Extracted data
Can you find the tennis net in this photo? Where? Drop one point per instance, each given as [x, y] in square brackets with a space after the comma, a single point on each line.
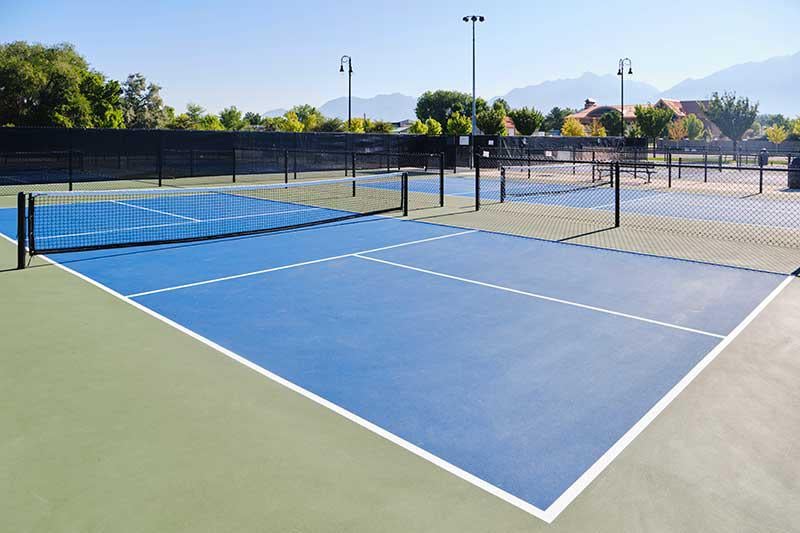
[553, 179]
[90, 220]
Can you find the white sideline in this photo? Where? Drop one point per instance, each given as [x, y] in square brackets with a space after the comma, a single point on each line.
[541, 296]
[295, 265]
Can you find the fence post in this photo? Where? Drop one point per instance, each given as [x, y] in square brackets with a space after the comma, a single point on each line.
[441, 179]
[477, 158]
[21, 230]
[617, 202]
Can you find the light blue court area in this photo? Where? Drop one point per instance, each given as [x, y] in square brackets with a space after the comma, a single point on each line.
[518, 361]
[754, 209]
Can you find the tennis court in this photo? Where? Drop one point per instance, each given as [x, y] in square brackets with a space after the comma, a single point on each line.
[520, 365]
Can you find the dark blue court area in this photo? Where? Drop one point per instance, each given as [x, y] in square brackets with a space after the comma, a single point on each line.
[519, 361]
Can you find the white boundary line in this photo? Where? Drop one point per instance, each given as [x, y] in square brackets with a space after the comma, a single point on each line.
[587, 477]
[553, 510]
[295, 265]
[540, 296]
[134, 206]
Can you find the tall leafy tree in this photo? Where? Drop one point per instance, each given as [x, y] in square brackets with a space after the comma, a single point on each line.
[554, 120]
[526, 120]
[491, 122]
[733, 115]
[142, 105]
[252, 119]
[652, 121]
[433, 127]
[231, 118]
[440, 105]
[308, 115]
[459, 124]
[612, 122]
[53, 86]
[694, 127]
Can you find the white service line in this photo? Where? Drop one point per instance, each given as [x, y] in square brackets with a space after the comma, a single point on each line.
[134, 206]
[295, 265]
[540, 296]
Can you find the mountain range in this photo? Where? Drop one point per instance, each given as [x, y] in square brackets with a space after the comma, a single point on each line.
[773, 83]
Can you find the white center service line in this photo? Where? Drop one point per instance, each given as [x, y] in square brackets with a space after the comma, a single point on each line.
[295, 265]
[540, 296]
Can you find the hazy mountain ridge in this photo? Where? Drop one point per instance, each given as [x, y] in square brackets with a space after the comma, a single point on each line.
[772, 83]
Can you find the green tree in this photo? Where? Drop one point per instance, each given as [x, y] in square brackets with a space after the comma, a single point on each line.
[612, 122]
[776, 134]
[433, 127]
[554, 120]
[597, 129]
[289, 122]
[251, 118]
[501, 106]
[677, 129]
[104, 100]
[231, 118]
[491, 122]
[210, 122]
[53, 86]
[573, 128]
[440, 105]
[526, 120]
[733, 115]
[142, 105]
[459, 124]
[331, 125]
[694, 127]
[418, 128]
[308, 115]
[652, 121]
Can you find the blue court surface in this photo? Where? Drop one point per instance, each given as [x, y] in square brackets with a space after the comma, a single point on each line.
[754, 209]
[517, 361]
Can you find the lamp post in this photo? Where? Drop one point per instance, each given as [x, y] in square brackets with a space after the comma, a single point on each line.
[621, 74]
[473, 19]
[349, 62]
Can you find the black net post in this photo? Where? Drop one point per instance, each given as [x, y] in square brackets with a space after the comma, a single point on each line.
[503, 184]
[404, 193]
[69, 168]
[617, 184]
[477, 158]
[21, 230]
[441, 179]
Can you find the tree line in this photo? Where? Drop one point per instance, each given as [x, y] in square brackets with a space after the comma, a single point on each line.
[54, 86]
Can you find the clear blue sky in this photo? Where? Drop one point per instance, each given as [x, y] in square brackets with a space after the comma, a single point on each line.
[266, 54]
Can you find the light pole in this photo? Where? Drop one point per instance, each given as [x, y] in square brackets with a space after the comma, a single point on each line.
[473, 19]
[349, 61]
[621, 74]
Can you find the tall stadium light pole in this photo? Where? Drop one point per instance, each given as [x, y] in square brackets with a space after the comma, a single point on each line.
[347, 60]
[473, 19]
[621, 74]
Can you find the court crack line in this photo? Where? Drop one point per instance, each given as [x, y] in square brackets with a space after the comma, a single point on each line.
[541, 296]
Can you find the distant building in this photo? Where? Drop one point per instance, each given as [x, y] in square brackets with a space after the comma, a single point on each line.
[682, 108]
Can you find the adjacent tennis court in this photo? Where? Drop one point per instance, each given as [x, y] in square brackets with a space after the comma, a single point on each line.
[520, 365]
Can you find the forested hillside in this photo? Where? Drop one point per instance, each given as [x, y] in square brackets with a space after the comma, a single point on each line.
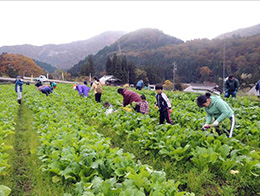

Work instruction
Pictures must not appear in the copy, and every record must be restated word for word.

Task solution
Can you find the tennis net in this photo? Where? Drop one point per instance, each given as [x, y] in square brackets with a space after the comma, a single point on each line.
[553, 179]
[90, 220]
Can you find the white sideline in this photo? Where? Drop one point per instance, each given as [x, y] in square brackets with a space after the comma, a single point on each line.
[541, 296]
[295, 265]
Can you find the fence post in this photo? Where? Drop one point per instance, each given as [x, y] in square brackets with a space after the comma, a single point on each line.
[441, 179]
[477, 158]
[21, 230]
[617, 202]
Can you find the light blue court area in this photo? Where? Drop one point per instance, each given as [x, y] in square brackets with a space after the comma, a single point on each line.
[518, 361]
[754, 209]
Can you find the tennis court in this photo? Where? Drop one point per instance, each given as [x, y] in square brackets with a space after the comma, a single point on each line.
[520, 365]
Can you find the dark blue court area in this photo? Where? Drop one point per instance, each given as [x, y] in square brackets with a space after the comma, a single point on each line.
[519, 361]
Can you find the white boundary line in this photo? Where? Drop one point per instance, each given as [x, y] in square brackets with a space after the comma, a single point on each line.
[587, 477]
[553, 510]
[295, 265]
[540, 296]
[134, 206]
Can you find the tall leafy tree in this photo? Where? Drop one point per instance, each given as [x, y] in square brackets with a space after the comma, a single point on each line.
[554, 120]
[526, 120]
[491, 122]
[733, 115]
[142, 105]
[252, 119]
[652, 121]
[433, 127]
[231, 118]
[440, 105]
[308, 115]
[459, 124]
[612, 122]
[53, 86]
[694, 127]
Can you find the white service line in this photo? Where? Drop one point per instance, each given as [x, y] in square brackets with a space after the comma, a single point on each line.
[134, 206]
[295, 265]
[540, 296]
Can you find the mountain range in this photo? Where? Drop one point per instance, each given as [x, y] in square brackets with a space after the comma, a single point on each line.
[773, 83]
Can you find the white center service line in this photo? Where? Drop one point per instance, each given as [x, y] in square brackets with a space after the comma, a single point on each line.
[295, 265]
[540, 296]
Can you find the hazy mountain ridge in this photo? Where? Drop one point per instance, each given as [x, y] in square brackets with a space after the comma, a single point on each line.
[772, 83]
Can you find the green tree in this photo? Where? Drop one point per instance, each given as [x, y] in square brackets with a space after the comma, a single point on each line.
[612, 122]
[776, 134]
[433, 127]
[554, 120]
[597, 129]
[289, 122]
[251, 118]
[501, 106]
[677, 129]
[104, 100]
[231, 118]
[491, 122]
[210, 122]
[53, 86]
[573, 128]
[440, 105]
[526, 120]
[733, 115]
[142, 105]
[459, 124]
[331, 125]
[694, 127]
[418, 128]
[308, 115]
[652, 121]
Can you find the blue court surface in this photo? Where? Drop one point per instance, each given as [x, y] in square brackets with a space after the comma, a single point on each line.
[754, 209]
[517, 361]
Can you find the lamp post in this photo? Where? Drop one point per instance, each given as [x, y] in square brackets with a space after the comma, a single point on each line.
[621, 74]
[473, 19]
[349, 62]
Can you find the black net post in this photo? Where? Drop one point per instance, each given as [x, y] in square brackets with a space after the comma, a single point on each line.
[503, 184]
[404, 193]
[69, 168]
[617, 184]
[477, 158]
[21, 230]
[441, 179]
Can you find the tree line in this photo? Where? Drop one point per instance, each given as [x, y] in square brackets with a space after the comma, a single point on each line.
[54, 86]
Can you find the clear blue sky in this photo? Where? Drop one point per instance, each given as [x, y] in square brackets with a space after the comma, a single point on each line.
[266, 54]
Can you find the light pole in this photo? Where? Drop one point per instance, each given as [x, y] in square brackets with a space after the comma, a single point on each line.
[473, 19]
[349, 61]
[621, 74]
Can you find the tall stadium light pole in this photo? Where? Drop one point per instance, each given as [x, y] in square brackets with a space after the comma, a single point on each line.
[347, 60]
[473, 19]
[621, 74]
Can you find the court crack line in this photo? Where? Drop one point per instance, each given as [x, y] in square brackets with a space after the comma, a single point on each line.
[541, 296]
Can you find the distant building in this photo? Where? Drop one point per instance, each given as [x, y] in square brackets with a space after the comma, a single point on each line.
[682, 108]
Can you find the adjacent tennis court in this photo? Where? Drop one point per instance, each given as [x, y] in square brackets with a space after the comma, a single point on each line.
[520, 365]
Can you find the forested hillside in this photo? Where? Drop one point per instance, each given as [x, y] in square brackets with a space after the comma, a single point on each line.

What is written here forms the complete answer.